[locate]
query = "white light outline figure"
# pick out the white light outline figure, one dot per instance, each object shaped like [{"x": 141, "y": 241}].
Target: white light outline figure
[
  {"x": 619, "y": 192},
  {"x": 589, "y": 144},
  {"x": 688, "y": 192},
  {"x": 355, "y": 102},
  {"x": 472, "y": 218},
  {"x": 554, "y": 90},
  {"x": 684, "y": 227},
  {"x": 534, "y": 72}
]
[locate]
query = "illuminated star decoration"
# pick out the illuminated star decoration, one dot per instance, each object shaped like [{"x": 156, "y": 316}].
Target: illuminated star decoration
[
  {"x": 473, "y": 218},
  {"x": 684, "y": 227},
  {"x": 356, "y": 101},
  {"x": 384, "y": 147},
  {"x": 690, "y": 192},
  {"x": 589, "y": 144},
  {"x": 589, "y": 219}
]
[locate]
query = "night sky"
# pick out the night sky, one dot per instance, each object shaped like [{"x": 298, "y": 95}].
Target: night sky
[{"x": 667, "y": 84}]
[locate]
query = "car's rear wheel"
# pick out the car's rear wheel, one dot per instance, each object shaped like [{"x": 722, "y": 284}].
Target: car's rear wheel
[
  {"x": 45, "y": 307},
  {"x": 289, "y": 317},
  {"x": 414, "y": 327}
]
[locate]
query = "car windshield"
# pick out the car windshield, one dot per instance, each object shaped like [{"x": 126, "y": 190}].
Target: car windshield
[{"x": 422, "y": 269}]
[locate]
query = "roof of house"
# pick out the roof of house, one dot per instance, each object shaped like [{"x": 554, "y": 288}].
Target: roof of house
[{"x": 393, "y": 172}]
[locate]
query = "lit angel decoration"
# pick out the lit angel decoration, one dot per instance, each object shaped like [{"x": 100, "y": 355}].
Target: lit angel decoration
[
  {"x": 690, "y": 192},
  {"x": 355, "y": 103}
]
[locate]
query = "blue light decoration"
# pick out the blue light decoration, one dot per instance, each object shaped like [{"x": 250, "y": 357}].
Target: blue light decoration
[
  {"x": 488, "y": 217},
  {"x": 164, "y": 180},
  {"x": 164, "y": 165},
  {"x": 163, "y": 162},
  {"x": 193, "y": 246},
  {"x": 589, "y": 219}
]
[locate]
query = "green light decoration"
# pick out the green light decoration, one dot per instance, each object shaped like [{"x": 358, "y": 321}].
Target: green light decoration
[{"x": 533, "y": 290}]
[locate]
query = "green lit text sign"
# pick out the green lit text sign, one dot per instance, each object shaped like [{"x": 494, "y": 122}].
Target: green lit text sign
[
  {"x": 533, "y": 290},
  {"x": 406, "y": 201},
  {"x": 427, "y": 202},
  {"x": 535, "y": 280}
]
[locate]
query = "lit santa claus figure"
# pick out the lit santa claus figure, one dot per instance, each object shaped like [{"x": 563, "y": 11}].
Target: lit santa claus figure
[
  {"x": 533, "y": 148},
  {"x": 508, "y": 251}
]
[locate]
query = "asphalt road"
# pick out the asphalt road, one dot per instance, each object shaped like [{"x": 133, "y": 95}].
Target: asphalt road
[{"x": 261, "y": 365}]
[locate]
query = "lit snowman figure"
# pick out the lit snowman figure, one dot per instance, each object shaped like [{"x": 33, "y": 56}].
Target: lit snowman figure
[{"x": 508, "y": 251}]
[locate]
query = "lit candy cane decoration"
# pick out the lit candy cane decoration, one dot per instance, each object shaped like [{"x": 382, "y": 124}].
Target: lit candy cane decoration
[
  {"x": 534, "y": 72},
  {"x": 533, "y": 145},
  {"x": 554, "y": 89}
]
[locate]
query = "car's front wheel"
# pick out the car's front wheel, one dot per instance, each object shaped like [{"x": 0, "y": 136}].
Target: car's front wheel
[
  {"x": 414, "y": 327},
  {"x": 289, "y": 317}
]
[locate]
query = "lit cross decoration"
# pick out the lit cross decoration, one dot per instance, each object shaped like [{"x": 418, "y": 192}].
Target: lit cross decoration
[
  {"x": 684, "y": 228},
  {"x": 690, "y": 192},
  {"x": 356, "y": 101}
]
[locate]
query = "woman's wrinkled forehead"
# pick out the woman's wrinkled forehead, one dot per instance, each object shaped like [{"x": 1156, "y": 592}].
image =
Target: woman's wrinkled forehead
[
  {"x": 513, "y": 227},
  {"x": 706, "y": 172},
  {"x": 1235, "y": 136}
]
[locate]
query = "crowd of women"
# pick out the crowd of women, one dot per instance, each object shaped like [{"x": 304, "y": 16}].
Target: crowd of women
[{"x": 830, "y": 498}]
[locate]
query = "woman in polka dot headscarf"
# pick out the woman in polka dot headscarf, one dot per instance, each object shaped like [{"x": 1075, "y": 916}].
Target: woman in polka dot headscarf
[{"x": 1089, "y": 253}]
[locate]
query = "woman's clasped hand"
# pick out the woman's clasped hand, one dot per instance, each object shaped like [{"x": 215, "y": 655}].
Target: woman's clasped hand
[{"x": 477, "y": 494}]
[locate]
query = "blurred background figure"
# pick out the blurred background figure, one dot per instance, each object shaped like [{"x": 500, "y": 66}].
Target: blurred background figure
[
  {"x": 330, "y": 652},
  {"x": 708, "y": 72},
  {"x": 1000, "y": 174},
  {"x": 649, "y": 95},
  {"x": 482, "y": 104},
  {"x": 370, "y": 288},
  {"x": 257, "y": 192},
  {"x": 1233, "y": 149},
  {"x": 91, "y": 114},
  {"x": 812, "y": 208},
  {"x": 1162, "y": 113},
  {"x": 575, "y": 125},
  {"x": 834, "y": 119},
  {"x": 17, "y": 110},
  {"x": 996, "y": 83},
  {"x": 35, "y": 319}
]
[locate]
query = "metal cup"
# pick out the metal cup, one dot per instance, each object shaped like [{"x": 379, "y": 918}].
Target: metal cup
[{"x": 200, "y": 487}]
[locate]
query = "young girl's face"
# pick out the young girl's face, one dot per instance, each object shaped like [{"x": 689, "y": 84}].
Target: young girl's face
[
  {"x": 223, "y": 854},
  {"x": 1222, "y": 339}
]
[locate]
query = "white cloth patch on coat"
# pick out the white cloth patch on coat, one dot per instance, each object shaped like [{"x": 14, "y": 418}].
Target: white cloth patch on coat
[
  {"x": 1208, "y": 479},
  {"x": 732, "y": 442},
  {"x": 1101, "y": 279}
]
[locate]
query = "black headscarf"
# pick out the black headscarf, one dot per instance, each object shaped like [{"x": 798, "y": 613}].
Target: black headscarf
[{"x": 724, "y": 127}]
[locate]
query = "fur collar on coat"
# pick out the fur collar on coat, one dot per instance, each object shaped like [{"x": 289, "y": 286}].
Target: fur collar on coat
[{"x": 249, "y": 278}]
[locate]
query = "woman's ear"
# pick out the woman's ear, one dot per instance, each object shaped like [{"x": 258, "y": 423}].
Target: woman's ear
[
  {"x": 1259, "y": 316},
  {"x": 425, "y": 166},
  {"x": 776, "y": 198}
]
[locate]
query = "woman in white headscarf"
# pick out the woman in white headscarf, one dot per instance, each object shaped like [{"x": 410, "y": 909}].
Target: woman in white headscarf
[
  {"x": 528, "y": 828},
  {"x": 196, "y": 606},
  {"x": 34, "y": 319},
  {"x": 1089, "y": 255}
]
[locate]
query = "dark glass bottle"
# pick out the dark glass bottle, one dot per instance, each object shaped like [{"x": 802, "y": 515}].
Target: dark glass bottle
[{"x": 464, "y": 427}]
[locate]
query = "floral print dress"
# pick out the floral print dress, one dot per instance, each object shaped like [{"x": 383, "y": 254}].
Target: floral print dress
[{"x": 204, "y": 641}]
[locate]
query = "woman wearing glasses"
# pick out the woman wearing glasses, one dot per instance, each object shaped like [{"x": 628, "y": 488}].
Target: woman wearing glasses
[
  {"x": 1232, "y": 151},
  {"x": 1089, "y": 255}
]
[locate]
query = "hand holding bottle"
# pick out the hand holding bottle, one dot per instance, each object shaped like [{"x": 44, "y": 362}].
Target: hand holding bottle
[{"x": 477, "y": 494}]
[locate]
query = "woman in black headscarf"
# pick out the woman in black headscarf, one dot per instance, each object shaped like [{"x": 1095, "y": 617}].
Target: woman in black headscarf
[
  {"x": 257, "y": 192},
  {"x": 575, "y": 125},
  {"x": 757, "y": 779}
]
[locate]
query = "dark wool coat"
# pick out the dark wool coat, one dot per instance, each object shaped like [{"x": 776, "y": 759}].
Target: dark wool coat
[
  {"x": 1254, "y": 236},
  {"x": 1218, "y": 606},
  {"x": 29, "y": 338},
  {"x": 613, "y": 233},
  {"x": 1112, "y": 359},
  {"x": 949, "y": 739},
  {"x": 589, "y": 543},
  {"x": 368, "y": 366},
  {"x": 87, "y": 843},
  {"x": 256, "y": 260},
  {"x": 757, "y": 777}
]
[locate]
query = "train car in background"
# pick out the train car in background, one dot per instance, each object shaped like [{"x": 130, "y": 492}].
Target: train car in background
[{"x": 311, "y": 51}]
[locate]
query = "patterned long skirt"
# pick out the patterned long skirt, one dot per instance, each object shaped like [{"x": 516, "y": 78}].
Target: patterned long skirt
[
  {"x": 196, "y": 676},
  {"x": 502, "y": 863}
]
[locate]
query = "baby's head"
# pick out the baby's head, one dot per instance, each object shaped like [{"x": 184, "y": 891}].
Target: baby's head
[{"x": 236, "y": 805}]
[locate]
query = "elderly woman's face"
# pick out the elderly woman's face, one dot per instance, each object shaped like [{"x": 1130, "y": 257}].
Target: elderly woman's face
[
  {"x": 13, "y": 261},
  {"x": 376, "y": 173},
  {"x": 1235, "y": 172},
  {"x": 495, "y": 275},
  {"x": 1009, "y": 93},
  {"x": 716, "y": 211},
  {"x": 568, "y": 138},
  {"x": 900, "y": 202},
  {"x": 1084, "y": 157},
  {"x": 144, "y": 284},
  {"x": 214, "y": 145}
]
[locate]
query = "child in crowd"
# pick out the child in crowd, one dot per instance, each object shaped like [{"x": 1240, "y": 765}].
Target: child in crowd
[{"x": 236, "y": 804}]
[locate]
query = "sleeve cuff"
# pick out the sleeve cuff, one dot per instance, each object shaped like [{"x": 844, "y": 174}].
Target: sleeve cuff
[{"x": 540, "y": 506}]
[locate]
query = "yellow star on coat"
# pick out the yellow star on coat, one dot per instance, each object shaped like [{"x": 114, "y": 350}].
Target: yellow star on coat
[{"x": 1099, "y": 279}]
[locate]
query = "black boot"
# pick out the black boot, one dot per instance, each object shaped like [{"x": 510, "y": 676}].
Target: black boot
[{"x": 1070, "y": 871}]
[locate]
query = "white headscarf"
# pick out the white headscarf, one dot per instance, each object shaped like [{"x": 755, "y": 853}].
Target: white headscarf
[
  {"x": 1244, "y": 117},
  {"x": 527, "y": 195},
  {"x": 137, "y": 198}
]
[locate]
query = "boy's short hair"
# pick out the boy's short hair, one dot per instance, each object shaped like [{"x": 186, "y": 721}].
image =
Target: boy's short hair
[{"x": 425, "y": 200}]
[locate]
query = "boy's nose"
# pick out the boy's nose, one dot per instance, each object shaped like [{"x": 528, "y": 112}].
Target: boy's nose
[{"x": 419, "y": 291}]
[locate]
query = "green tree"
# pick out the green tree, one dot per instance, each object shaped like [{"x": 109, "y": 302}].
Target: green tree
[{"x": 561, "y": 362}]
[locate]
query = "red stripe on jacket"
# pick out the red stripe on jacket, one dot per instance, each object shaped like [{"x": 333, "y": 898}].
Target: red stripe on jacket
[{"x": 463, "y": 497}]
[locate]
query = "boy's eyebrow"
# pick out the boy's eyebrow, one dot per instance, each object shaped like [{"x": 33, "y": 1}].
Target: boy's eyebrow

════════════════════

■ INSTRUCTION:
Find every line in the records above that contains the string "patch" and copy each one out in full. Treat the match as case-sensitive.

■ RESULT FOR THIS EXERCISE:
query = "white cloth patch on coat"
# pick out the white cloth patch on coat, one dot per instance, each object shaped like [{"x": 14, "y": 418}].
Target: white cloth patch on coat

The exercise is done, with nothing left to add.